» LISTED RECORDS
_ _ _ _

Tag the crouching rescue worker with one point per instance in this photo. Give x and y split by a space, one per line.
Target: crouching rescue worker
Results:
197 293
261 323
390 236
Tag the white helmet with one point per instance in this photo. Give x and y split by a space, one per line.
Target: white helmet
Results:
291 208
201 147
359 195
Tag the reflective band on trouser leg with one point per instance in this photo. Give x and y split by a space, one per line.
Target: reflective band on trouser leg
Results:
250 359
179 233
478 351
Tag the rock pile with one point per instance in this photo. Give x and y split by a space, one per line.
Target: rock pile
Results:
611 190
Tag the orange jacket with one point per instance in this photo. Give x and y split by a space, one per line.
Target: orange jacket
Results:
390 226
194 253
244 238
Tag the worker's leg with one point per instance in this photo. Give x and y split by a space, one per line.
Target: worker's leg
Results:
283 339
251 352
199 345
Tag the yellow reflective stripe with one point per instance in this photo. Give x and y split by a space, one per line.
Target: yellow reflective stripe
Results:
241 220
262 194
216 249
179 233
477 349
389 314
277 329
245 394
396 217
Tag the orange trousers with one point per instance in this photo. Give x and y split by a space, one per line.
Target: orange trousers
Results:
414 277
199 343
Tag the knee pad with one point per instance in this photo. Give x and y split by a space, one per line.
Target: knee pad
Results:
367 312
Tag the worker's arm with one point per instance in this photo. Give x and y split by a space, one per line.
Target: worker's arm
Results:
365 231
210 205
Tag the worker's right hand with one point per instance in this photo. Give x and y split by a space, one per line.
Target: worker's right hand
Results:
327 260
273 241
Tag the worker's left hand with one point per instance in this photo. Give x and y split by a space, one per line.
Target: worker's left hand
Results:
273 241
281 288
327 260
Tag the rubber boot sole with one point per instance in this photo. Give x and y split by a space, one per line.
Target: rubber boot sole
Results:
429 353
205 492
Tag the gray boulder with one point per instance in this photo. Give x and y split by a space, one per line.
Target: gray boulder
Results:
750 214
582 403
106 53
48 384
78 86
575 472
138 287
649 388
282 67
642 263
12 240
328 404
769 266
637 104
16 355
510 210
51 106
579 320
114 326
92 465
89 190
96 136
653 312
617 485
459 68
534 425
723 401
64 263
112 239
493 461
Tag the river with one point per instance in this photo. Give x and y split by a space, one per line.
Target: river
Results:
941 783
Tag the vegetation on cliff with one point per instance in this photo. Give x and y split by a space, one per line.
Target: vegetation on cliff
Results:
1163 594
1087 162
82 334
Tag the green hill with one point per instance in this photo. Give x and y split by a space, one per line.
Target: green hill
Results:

_ _ _ _

» YOUR OBJECTIVE
Reproduce everything from the line containing "Tag the worker's leg" down to the end of the items, substituting "Points" for "Results" and leaving all else unchanged.

» THE REPLY
Tag the worker's leg with one point per instance in this photo. Give x and y split by a space, one per line.
Target: worker's leg
Points:
283 339
251 352
199 345
Tag the yellow reflective stripe with one point per instance in this photo. Give x and y split by a space, one per line.
Target: yellow reflective stripe
Points:
241 220
262 194
216 249
179 233
477 349
389 314
277 329
245 394
396 217
Tag the orange trousers with one point per instance in this photo. Give x and y split by a space, one per line.
Target: orange trousers
Points:
414 277
199 343
Tag the knee pad with one point per instance in this photo. Give x and y split by a space, one per line.
Target: knee pad
Points:
367 312
Tag the worker's arm with one point per instance in this photo. Give x and y split by a space, one per line.
Target: worker's arm
Points:
365 231
210 205
Tag the worker's right hand with one point per instance in this photo. Give x and y split by a space, one per line.
Target: worker's right hand
Points:
327 260
273 241
Tag the worker's left hand with one point per instance in this photo. Give x and y split by a space, one per line.
Target: worker's left hand
Points:
273 241
281 288
327 260
Tag the rubber boot sole with one point per instance in this photo. Give x and y split by a space, one per line.
Target: rubber boot sole
Points:
429 353
205 492
Tag the gray boulder with one point per instance in this photo. Give x and y split by a space, one per line.
Target: gray boulder
Points:
750 214
582 403
106 53
48 384
78 86
575 472
138 287
649 388
282 67
642 263
12 240
328 404
769 266
637 104
16 355
510 210
51 106
579 320
114 326
92 465
89 190
96 136
653 312
617 485
459 68
534 425
723 401
64 263
112 239
493 461
Tag the river with one point per instance in this photo. Give x and y split by a space, one per line.
Target: river
Points:
941 783
Tag the vegetation on cliff with one point per instance in this photo. Give x and y split by a space, one per line.
Target: vegetation on cliff
Points:
1163 594
1087 162
82 334
Tag the green hill with one point per instance in this photo. Give x and y split by a space, one per line.
Target: green hill
Points:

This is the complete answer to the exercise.